Ethische Fragen militärischer Einsätze

15. Nach dem Ende des Kalten Kriegs sind bewaffnete Auseinandersetzungen zwischen Staaten oder Gruppen innerhalb eines Staates nicht von der Erde verschwunden. In vielen Ländern sind seitdem neue Konfliktherde entstanden. Auseinandersetzungen entlang nationaler, sprachlicher oder religiöser Zugehörigkeiten sind neu entflammt. Kleinräumige Auseinandersetzungen um Ressourcen nehmen zu. Ideologische Motive scheinen zugunsten wirtschaftlicher bzw. krimineller Motive abzunehmen. Bewaffnete Kräfte, z.T. auch staatliche Akteure, wenden oftmals auch illegale bzw. terroristische Mittel an, die darauf abzielen, durch Zerstörung und Mord Angst und Schrecken unter der Zivilbevölkerung zu verbreiten. Die neuen Möglichkeiten grenzüberschreitender Kommunikation und Information sowie die globale wirtschaftliche Vernetzung über staatliche Grenzen hinweg haben es bisher nicht vermocht, der Grausamkeit bewaffneter Konflikte wirksam Einhalt zu gebieten. Millionen Menschen in den Konfliktgebieten werden dazu gezwungen, ihr Zuhause und ihre Heimat zu verlassen und verbringen Jahre auf der Flucht oder in behelfsmäßigen Lagern unter menschenunwürdigen Bedingungen.

16. Es ist besonders Aufgabe und Verdienst der internationalen Gemeinschaft, im Rahmen der Vereinten Nationen, aber auch anderer regionaler Organisationen wie der Europäischen Union, solchen Entwicklungen mit diplomatischen, wirtschaftlichen, kulturellen, bildungsmäßigen und erforderlichenfalls auch mit militärischen Mitteln entgegenzuwirken. Einen zentralen Inhalt der Charta der Vereinten Nationen nach den Erfahrungen der Gewalt im Zweiten Weltkrieg stellt das grundsätzliche Verbot zwischenstaatlicher Angriffshandlungen dar: Bei Verletzung dieses Angriffsverbots, bei Gefahr für den Weltfrieden oder der internationalen Sicherheit ist der Sicherheitsrat der Vereinten Nationen ermächtigt, erforderlichenfalls auch militärische Gegenmaßnahmen zu beschließen. Militärische Maßnahmen als äußerstes Mittel kann der Sicherheitsrat auch bei schweren und andauernden Menschenrechtsverletzungen innerhalb eines Staates beschließen, wenn dieser Staat seiner Verantwortung, die Bevölkerung zu schützen, nicht nachkommen kann oder will. Aufgrund der Unübersichtlichkeit vieler Konfliktsituationen ist es dabei nicht einfach zu erkennen, in welchen Fällen eine militärische Maßnahme begründet, verhältnismäßig und erfolgversprechend ist. In welchen Fällen stellt sie wirklich das erforderliche Mittel dar, weil keine adäquaten friedlichen Mittel zur Verfügung stehen? Liegt ein entsprechendes politisches Konzept vor? Dient die konkrete militärische Maßnahme dem Frieden und der Weiterentwicklung einer dauerhaften und gerechten internationalen Ordnung?
_ _ _ _ _ _ _
• [Aufgaben]
(A) Wozu ist der Sicherheitsrat der Vereinten Nationen laut dem Text über ethische Fragen militärischer Einsätze bei Verletzung des Angriffsverbots ermächtigt?
(B) Führen Sie den Text über ethische Fragen militärischer Einsätze im Anschluss an seinen letzten Satz weiter.
Die Daten werden für die Bearbeitung nicht benötigt.
_ _ _ _ _ _ _
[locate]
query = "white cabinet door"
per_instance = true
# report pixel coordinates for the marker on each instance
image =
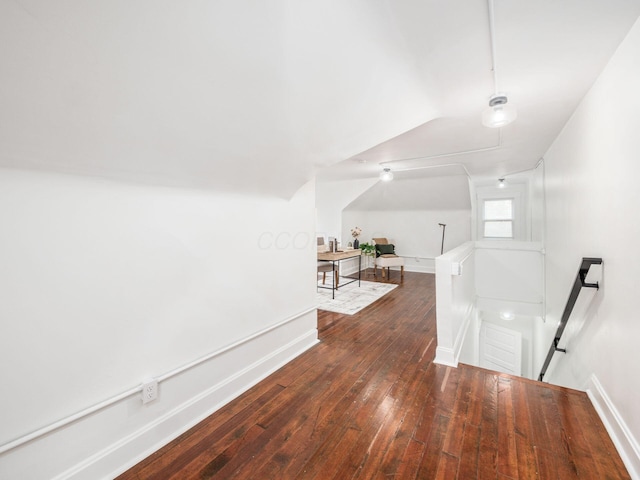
(500, 349)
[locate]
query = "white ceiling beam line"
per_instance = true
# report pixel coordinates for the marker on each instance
(390, 163)
(492, 31)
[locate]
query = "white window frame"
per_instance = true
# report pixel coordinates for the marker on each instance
(511, 220)
(515, 192)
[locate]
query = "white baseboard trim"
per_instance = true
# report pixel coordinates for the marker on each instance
(623, 439)
(108, 442)
(445, 356)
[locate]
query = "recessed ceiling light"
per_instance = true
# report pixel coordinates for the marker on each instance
(506, 315)
(386, 175)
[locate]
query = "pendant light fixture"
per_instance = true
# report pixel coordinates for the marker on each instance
(386, 175)
(498, 113)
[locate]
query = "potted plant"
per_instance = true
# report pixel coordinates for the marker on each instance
(367, 249)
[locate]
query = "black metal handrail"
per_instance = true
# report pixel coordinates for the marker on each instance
(573, 297)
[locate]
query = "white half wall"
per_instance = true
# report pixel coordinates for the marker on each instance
(106, 284)
(415, 233)
(455, 301)
(592, 205)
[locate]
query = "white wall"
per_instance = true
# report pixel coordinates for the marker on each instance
(510, 273)
(455, 301)
(104, 284)
(415, 233)
(592, 206)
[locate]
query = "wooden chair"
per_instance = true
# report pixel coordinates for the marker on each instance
(324, 267)
(386, 257)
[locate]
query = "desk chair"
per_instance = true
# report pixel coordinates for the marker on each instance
(386, 257)
(324, 267)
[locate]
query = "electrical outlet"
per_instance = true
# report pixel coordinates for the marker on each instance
(149, 390)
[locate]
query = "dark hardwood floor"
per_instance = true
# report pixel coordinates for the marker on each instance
(368, 402)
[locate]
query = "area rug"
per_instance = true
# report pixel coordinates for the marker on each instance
(350, 298)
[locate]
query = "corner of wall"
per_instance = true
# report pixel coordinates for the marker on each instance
(621, 435)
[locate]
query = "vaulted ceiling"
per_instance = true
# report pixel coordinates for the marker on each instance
(260, 96)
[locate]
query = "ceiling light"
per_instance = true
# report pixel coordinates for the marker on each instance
(507, 315)
(498, 113)
(386, 175)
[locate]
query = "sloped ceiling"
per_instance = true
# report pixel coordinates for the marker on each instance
(435, 192)
(259, 97)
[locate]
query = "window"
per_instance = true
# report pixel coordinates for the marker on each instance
(498, 218)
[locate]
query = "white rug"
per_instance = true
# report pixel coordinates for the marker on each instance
(350, 298)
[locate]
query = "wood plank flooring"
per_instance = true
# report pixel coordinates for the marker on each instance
(368, 402)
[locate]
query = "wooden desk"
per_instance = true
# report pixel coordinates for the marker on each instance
(334, 257)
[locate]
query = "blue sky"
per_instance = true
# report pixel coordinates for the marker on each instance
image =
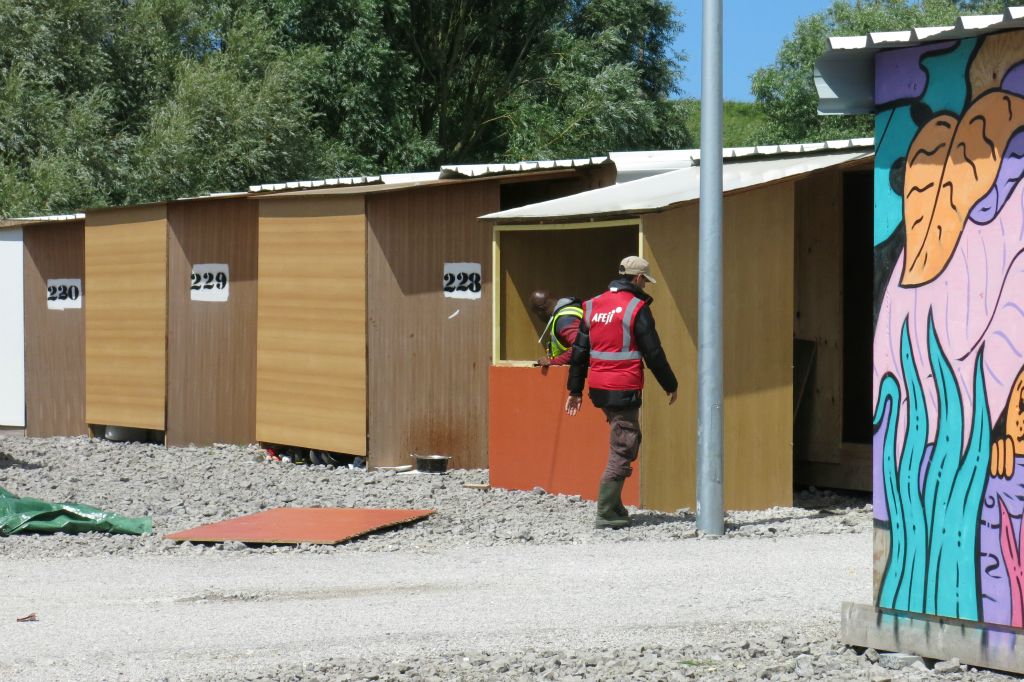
(753, 32)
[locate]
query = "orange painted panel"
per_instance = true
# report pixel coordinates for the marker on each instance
(532, 442)
(289, 525)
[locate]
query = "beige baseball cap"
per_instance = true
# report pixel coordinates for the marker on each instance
(636, 265)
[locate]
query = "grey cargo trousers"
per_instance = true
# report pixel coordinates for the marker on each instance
(624, 442)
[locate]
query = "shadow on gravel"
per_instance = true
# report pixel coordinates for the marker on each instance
(656, 518)
(7, 462)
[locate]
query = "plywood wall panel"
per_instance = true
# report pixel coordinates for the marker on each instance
(551, 260)
(758, 354)
(126, 316)
(428, 354)
(535, 443)
(211, 361)
(12, 326)
(310, 368)
(54, 348)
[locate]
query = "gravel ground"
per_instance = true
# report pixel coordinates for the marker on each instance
(180, 487)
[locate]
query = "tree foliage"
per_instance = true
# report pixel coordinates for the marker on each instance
(784, 91)
(107, 101)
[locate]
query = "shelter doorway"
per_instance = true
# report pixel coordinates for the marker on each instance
(833, 329)
(565, 262)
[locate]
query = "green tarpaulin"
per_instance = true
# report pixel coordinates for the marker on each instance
(31, 515)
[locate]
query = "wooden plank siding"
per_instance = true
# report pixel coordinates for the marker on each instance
(758, 355)
(126, 316)
(54, 340)
(211, 360)
(428, 355)
(311, 367)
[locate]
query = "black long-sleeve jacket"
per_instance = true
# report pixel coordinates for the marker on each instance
(647, 342)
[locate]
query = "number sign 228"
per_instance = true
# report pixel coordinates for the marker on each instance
(209, 282)
(64, 294)
(463, 281)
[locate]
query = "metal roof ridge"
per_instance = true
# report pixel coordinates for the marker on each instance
(58, 217)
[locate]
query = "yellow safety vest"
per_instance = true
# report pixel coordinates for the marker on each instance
(555, 347)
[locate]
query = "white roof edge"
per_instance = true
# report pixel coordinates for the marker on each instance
(454, 171)
(674, 159)
(660, 192)
(844, 74)
(49, 218)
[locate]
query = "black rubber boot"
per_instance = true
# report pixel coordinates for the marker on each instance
(608, 504)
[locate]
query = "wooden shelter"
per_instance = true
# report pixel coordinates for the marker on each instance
(375, 309)
(171, 321)
(782, 279)
(54, 326)
(12, 324)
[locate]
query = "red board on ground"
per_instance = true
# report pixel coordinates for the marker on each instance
(291, 525)
(532, 442)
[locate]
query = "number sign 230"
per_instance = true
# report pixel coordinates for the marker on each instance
(209, 282)
(64, 294)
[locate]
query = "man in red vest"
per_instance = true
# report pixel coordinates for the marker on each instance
(616, 338)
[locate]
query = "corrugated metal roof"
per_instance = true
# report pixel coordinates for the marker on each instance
(636, 165)
(65, 217)
(483, 170)
(452, 172)
(844, 75)
(662, 192)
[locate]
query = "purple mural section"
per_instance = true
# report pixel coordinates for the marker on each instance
(1014, 80)
(1010, 174)
(900, 75)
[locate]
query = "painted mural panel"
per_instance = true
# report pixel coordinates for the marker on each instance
(948, 383)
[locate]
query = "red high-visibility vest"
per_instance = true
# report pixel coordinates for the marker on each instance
(615, 364)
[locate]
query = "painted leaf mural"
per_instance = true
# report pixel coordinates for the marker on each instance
(948, 348)
(952, 164)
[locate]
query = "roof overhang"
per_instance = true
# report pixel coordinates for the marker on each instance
(667, 190)
(844, 75)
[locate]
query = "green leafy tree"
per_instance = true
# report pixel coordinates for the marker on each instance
(784, 91)
(741, 121)
(111, 101)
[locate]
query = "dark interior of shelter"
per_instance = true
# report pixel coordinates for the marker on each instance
(834, 330)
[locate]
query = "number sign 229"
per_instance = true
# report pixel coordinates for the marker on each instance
(64, 294)
(210, 282)
(463, 281)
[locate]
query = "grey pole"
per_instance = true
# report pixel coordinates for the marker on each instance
(711, 513)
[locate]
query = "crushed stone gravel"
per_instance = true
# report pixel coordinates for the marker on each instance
(180, 487)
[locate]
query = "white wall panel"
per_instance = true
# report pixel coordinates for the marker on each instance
(11, 328)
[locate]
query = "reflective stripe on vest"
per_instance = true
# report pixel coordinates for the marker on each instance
(619, 367)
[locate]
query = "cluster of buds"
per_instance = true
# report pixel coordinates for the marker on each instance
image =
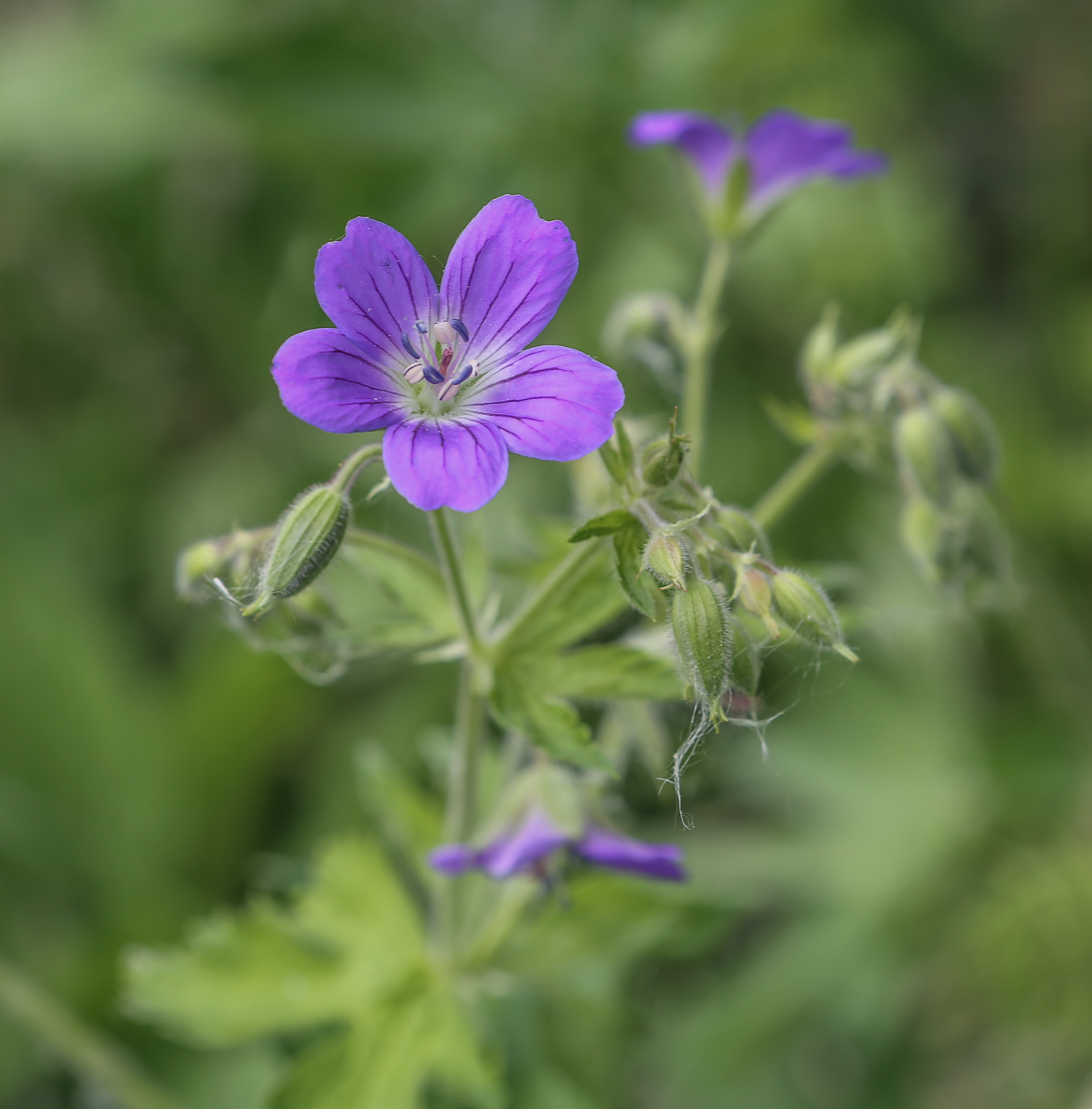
_ _ _ _ _ _ _
• [Antworten je Aufgabe]
(A) Er ist ermächtigt, erforderlichenfalls auch militärische Gegenmaßnahmen zu beschließen.

(B)
17. Die Militärseelsorge muss sich diesen zentralen militärethischen Fragen stellen. Unübersichtliche Lagen stellen Soldaten manchmal vor beträchtliche moralische Schwierigkeiten. Sie werden von Zweifeln und Gewissensfragen bedrängt oder ziehen sich auf die Position eines formalen Professionalismus zurück.
Die Kirche hat sich immer schon mit moralischen und ethischen Fragen beschäftigt, weil christlicher Glaube ohne gutes Handeln leer wird und seine Substanz verliert. Seit ihren Anfängen hat die Kirche die Zusammenarbeit und die gemeinsame Basis mit allen Menschen guten Willens gesucht. Die Sorge um das Gewissen als innerster Kern des Menschen kann zudem in der Sorge um das Heil des ganzen Menschen (Seel-Sorge) nie ausgeblendet werden. (14) Im Ruf des Gewissens drückt sich die Forderung nach Anerkennung des Anderen und seiner Rechte aus. Die gleiche Würde aller Menschen und die Achtung der daraus folgenden menschlichen Grundrechte, wie sie in der Allgemeinen Erklärung der Menschenrechte der Vereinten Nationen von 1948 oder in der Europäischen Menschenrechtskonvention von 1950 festgelegt wurden, stellen die Grundlage unserer Rechtsordnung dar. Sie sind auch in den Ethikunterrichten im Österreichischen Bundesheer zentraler Bezugspunkt.
Die Militärseelsorge hat keine fertigen Antworten auf alle Probleme, denen Soldaten im Einsatz begegnen können; sie versucht aber, die Antworten der christlichen Tradition und die Perspektive der Berufung aller Menschen zur Gemeinschaft und zum Frieden in die konkreten komplexen Situationen einzubringen. Dabei möchte die Militärseelsorge den christlichen Soldaten helfen, so zu handeln, dass sie ihre Entscheidungen vor sich selbst, vor ihrer Familie, ihrer Gemeinde, vor Staat und Gesellschaft und letztlich vor Gott verantworten können.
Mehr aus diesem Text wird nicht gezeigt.